◆ **TO DO**:
Using the data below, count the lines where "TARGET" appears, and answer with the number alone.

◆ **RECORDS FOR PROCESSING**:
···

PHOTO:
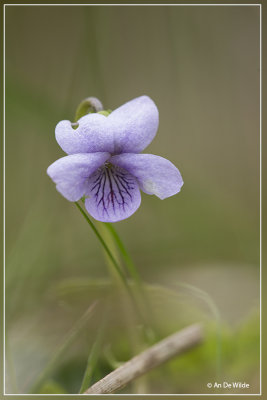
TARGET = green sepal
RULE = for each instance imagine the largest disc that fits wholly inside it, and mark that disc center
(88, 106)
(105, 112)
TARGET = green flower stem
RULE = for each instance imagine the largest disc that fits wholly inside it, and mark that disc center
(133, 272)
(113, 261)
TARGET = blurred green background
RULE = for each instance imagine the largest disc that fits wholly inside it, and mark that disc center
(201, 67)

···

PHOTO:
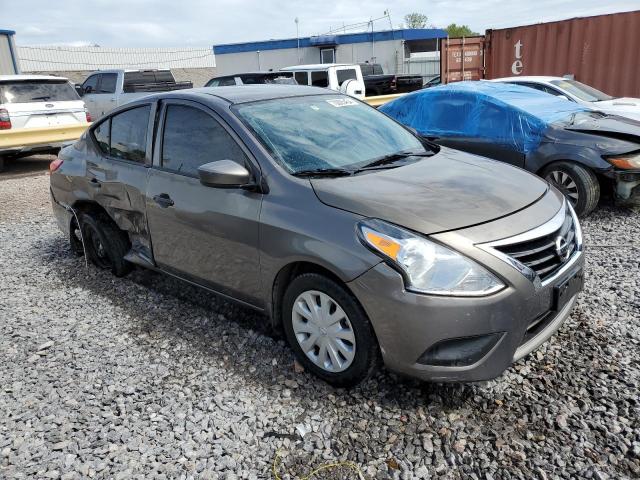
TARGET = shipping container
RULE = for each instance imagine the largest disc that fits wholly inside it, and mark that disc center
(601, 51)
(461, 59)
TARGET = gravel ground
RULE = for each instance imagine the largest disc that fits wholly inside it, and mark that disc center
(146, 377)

···

◆ **TASK RESULT**:
5